* [TASK DIRECTIONS]:
Take the line containing "Target: footpath" and every line after it in the data below, and print them exactly as given, with nothing else.

━━━━━ PROVIDED DATA

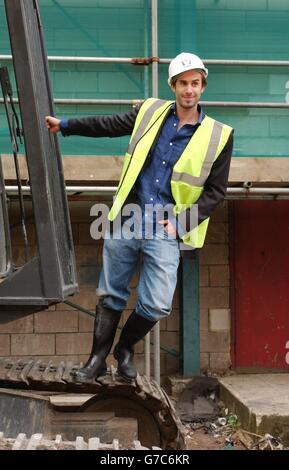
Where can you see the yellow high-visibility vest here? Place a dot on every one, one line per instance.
(189, 172)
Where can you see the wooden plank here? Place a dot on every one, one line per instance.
(106, 169)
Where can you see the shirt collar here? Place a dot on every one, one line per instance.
(200, 110)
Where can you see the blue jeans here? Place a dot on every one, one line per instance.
(159, 259)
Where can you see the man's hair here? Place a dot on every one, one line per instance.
(204, 80)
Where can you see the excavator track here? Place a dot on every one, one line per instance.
(142, 399)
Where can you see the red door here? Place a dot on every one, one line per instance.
(260, 280)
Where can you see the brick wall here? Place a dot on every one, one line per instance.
(64, 333)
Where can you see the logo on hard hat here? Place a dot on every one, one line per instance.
(186, 62)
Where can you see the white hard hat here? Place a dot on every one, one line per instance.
(183, 62)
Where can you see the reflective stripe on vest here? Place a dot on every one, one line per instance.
(143, 124)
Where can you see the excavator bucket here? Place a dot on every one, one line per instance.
(50, 276)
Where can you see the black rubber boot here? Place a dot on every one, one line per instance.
(133, 331)
(105, 325)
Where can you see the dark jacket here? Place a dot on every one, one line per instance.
(123, 124)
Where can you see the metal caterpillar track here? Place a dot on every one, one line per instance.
(142, 399)
(38, 442)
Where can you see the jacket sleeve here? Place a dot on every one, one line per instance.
(216, 185)
(103, 126)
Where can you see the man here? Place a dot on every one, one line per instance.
(177, 156)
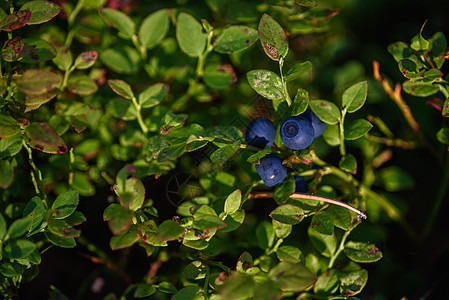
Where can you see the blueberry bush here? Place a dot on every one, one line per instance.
(185, 150)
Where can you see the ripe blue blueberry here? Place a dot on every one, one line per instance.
(297, 132)
(301, 184)
(260, 133)
(318, 125)
(271, 170)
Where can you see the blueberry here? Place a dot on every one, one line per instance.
(297, 132)
(271, 170)
(301, 184)
(318, 125)
(260, 133)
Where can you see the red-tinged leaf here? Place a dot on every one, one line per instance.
(15, 20)
(41, 136)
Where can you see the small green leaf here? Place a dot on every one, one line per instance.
(353, 283)
(170, 230)
(355, 96)
(292, 277)
(65, 204)
(121, 88)
(297, 70)
(288, 214)
(14, 249)
(153, 95)
(120, 21)
(323, 223)
(420, 89)
(232, 202)
(85, 60)
(144, 290)
(273, 38)
(356, 129)
(41, 136)
(348, 163)
(41, 11)
(266, 83)
(154, 28)
(362, 252)
(190, 36)
(300, 102)
(235, 38)
(123, 60)
(326, 111)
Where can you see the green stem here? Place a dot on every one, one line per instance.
(284, 83)
(340, 248)
(139, 115)
(342, 133)
(36, 176)
(202, 58)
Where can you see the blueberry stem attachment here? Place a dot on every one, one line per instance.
(360, 213)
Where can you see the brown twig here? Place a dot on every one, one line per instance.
(360, 213)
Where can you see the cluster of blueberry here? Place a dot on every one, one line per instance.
(297, 132)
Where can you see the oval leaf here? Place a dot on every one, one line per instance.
(272, 37)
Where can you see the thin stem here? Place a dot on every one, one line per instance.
(284, 83)
(139, 115)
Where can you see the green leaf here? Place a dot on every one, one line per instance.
(8, 126)
(6, 174)
(232, 202)
(41, 11)
(124, 240)
(288, 214)
(323, 223)
(154, 28)
(190, 36)
(292, 277)
(443, 136)
(266, 83)
(396, 179)
(121, 88)
(195, 270)
(41, 136)
(19, 227)
(357, 128)
(290, 254)
(420, 89)
(120, 219)
(144, 290)
(170, 230)
(273, 38)
(235, 38)
(327, 283)
(362, 252)
(188, 293)
(37, 81)
(14, 249)
(85, 60)
(120, 21)
(348, 163)
(353, 283)
(238, 286)
(297, 70)
(265, 235)
(300, 102)
(10, 146)
(153, 95)
(326, 111)
(123, 60)
(355, 96)
(65, 204)
(325, 244)
(64, 242)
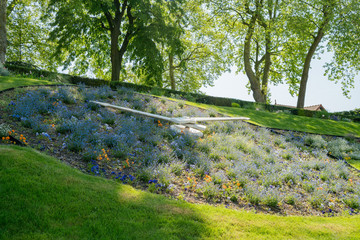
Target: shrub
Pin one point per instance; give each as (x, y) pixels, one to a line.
(353, 202)
(210, 190)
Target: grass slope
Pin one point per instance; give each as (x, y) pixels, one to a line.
(42, 198)
(290, 122)
(11, 82)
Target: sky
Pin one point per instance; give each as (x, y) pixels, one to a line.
(319, 90)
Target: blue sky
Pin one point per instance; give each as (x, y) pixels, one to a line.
(319, 90)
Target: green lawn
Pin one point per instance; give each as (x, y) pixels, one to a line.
(289, 122)
(42, 198)
(10, 82)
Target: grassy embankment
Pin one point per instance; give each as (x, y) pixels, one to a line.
(11, 82)
(288, 121)
(45, 199)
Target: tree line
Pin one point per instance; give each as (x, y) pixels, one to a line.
(185, 45)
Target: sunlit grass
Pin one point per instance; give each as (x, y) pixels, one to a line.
(288, 121)
(11, 82)
(42, 198)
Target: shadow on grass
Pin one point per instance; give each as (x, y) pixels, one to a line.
(295, 123)
(11, 82)
(42, 198)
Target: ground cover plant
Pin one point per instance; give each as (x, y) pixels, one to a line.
(235, 164)
(43, 198)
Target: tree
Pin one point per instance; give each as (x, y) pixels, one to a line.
(3, 39)
(200, 60)
(127, 29)
(254, 28)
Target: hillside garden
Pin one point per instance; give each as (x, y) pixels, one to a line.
(235, 164)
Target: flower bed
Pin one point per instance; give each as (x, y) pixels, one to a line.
(234, 163)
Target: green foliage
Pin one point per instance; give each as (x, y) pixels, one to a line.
(28, 35)
(3, 70)
(4, 130)
(235, 105)
(124, 31)
(58, 190)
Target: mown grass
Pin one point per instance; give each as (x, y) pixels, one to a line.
(289, 122)
(42, 198)
(11, 82)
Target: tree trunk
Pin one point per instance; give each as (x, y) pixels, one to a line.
(254, 81)
(305, 74)
(3, 39)
(265, 79)
(171, 72)
(115, 55)
(306, 68)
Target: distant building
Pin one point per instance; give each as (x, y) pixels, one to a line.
(318, 107)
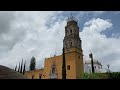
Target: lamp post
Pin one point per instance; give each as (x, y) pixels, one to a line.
(108, 67)
(92, 65)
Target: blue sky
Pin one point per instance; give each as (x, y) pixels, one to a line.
(40, 34)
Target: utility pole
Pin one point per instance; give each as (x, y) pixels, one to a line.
(63, 66)
(108, 67)
(92, 65)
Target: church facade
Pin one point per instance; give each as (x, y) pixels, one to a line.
(73, 55)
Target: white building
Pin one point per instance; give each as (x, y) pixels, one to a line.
(97, 66)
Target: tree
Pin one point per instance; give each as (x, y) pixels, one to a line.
(92, 64)
(21, 66)
(63, 66)
(24, 68)
(32, 63)
(16, 68)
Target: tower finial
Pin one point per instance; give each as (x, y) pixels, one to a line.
(71, 14)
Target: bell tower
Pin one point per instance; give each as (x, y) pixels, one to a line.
(73, 49)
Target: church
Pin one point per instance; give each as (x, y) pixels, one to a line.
(73, 55)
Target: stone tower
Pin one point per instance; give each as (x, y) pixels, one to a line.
(73, 49)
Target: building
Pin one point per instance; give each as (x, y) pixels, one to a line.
(73, 55)
(97, 67)
(7, 73)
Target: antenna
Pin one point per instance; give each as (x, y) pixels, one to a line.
(55, 50)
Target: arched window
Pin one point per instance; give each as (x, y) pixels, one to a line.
(40, 76)
(70, 31)
(71, 44)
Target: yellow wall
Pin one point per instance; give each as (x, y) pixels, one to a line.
(72, 59)
(35, 72)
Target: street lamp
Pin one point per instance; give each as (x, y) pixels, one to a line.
(108, 67)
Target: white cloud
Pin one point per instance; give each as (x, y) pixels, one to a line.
(40, 33)
(104, 49)
(34, 37)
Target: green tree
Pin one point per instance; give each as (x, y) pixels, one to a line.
(63, 66)
(24, 68)
(21, 66)
(16, 68)
(32, 63)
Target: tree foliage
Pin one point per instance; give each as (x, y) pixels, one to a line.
(32, 63)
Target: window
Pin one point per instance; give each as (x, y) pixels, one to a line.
(71, 44)
(53, 70)
(68, 67)
(70, 31)
(40, 76)
(33, 76)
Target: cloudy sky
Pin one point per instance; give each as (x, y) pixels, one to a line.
(40, 34)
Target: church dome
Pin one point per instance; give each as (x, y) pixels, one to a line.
(7, 73)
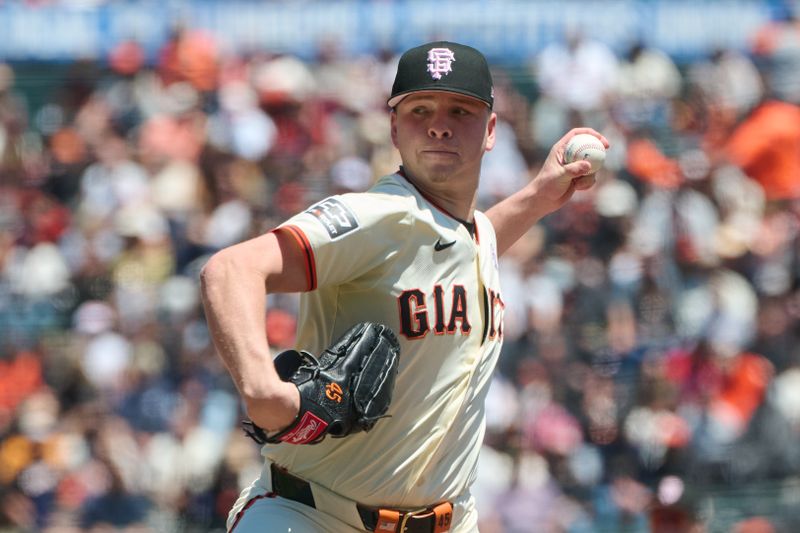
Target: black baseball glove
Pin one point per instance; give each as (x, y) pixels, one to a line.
(346, 390)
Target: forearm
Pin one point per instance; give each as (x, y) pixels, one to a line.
(515, 215)
(234, 300)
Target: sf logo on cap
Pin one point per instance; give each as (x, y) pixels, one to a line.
(439, 60)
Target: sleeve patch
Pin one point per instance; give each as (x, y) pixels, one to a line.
(335, 217)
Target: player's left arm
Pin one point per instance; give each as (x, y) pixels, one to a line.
(552, 187)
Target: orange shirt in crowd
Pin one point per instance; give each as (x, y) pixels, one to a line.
(766, 145)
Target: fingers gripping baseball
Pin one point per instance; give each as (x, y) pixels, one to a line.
(347, 389)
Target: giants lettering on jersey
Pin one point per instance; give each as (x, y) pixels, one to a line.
(447, 314)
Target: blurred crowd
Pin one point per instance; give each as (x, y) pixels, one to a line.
(651, 358)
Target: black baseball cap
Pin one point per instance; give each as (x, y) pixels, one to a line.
(443, 66)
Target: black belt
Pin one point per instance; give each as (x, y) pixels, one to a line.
(430, 520)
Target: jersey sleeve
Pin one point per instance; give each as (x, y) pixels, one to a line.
(344, 237)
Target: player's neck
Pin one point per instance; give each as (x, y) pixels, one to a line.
(458, 204)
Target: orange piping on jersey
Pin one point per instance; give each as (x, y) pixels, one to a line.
(305, 245)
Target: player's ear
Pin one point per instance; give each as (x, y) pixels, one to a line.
(491, 127)
(393, 122)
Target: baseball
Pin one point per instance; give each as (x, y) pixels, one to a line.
(588, 147)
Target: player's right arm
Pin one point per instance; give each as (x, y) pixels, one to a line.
(234, 284)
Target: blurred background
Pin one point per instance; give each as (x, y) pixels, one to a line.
(650, 379)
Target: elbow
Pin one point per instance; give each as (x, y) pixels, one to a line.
(214, 272)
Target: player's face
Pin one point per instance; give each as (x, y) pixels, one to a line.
(442, 136)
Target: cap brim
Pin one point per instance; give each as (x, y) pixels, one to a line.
(396, 99)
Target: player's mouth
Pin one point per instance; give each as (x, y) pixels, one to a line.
(440, 152)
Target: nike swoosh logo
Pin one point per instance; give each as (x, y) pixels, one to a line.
(439, 246)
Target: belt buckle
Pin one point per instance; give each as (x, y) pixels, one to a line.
(411, 514)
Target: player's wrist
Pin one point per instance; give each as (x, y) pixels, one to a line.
(275, 410)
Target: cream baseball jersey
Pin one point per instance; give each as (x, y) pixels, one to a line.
(390, 255)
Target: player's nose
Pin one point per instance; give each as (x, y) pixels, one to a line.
(438, 126)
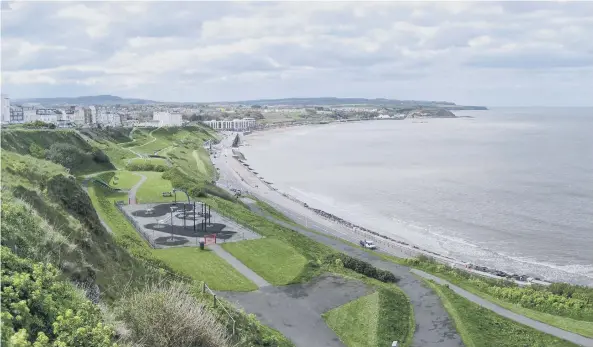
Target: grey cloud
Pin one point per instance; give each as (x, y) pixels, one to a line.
(532, 60)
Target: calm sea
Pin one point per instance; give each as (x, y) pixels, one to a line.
(509, 188)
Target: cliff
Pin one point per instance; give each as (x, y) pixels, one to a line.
(431, 113)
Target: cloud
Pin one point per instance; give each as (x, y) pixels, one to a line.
(204, 51)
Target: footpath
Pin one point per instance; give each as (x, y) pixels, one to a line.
(426, 303)
(434, 327)
(239, 266)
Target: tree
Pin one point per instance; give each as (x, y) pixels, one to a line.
(38, 309)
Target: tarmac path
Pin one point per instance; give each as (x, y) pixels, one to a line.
(239, 266)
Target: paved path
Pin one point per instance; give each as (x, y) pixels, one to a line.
(85, 187)
(134, 189)
(563, 334)
(433, 325)
(295, 310)
(239, 266)
(231, 179)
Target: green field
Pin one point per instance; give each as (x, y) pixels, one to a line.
(120, 179)
(272, 259)
(479, 327)
(356, 322)
(152, 189)
(205, 265)
(153, 161)
(374, 320)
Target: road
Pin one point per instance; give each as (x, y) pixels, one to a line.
(234, 175)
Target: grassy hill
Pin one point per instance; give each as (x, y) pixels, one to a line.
(54, 236)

━━━━━━━━━━

* [SOLUTION TO THE EXERCISE]:
Target: footpath
Pin one point per instance; give each as (x, y) pixels, one to a line.
(426, 303)
(434, 327)
(239, 266)
Target: tree
Pin one point per instance; give each as (x, y) pixels, one to a line.
(38, 309)
Target: tarmac path
Pin one point per instance; give each as (x, y) pixels, one to a line.
(239, 266)
Target: paved path
Pin one point per instance; give each as (x, y) pixels, one to a line.
(85, 187)
(134, 189)
(563, 334)
(433, 325)
(295, 310)
(239, 266)
(231, 179)
Target: green field
Pin one point per instance; give each as (x, y) pixels, one to a line.
(120, 179)
(272, 259)
(479, 327)
(356, 322)
(152, 189)
(205, 265)
(153, 161)
(374, 320)
Target: road
Pin one point per instance; give each as (x, y) pixels, one to a line.
(234, 175)
Target: grassy hill
Pin one point per instance; give each as (x, y) pixels, one to a line.
(54, 236)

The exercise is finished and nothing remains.